[DESCRIPTION OF THE TASK]:
Show each line of the records below that contains the word "point".

(Source records)
============

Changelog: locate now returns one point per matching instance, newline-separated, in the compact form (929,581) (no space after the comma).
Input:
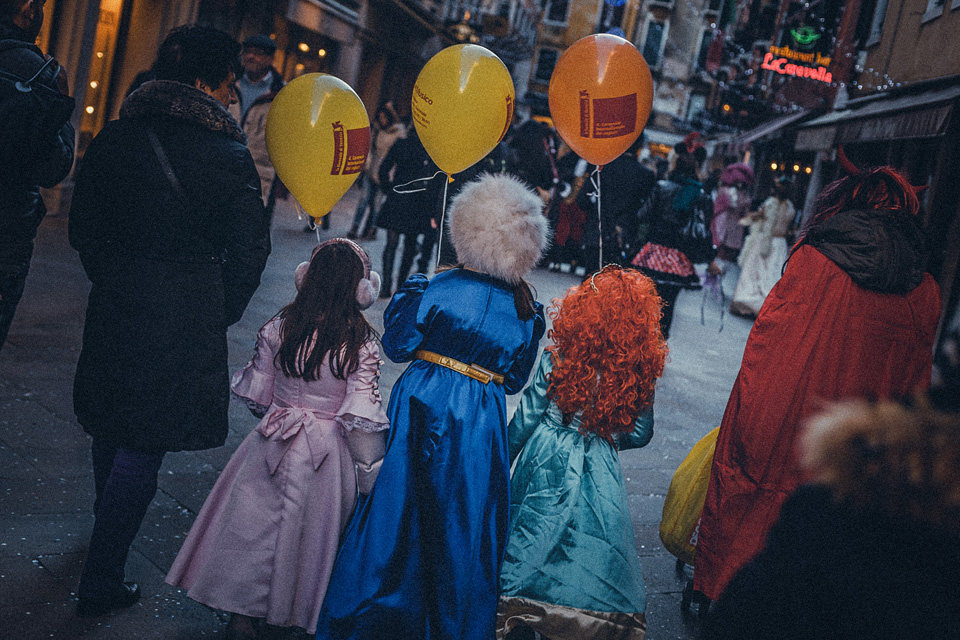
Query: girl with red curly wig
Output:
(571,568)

============

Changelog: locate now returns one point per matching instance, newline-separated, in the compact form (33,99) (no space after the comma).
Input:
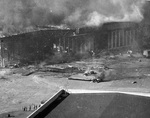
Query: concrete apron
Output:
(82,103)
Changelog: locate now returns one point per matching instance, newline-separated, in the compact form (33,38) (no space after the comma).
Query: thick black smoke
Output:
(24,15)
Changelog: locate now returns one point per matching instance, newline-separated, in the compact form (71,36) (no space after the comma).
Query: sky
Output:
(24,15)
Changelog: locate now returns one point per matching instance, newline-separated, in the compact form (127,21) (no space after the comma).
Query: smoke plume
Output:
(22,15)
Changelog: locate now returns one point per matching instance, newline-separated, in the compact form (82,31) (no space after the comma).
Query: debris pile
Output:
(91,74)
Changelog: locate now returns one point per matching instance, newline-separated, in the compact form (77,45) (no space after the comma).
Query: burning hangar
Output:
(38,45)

============

[EXERCISE RESULT]:
Changelog: locate now returns one point per matching instance, newline-separated, in the compact form (929,581) (no space after the comma).
Changelog: locate now returns one point per matching instance, newline-separated, in the compact form (33,99) (no space after the comma).
Changelog: locate now returns one point per matching instance, newline-separated, in the compact form (33,38) (no space after the comma).
Changelog: locate now returns one point per matching instance, newline-separated, in the compact form (71,36) (no space after the comma).
Changelog: locate now returns one point per matching instance, newline-separated, in the compact form (127,21) (no space after the comma).
Changelog: locate now returns one point per matching instance, newline-separated, in the compact form (82,31) (no space after the comma).
Changelog: locate now returns one point per matching instance, newline-separated, in the compact form (77,45) (no space after the comma).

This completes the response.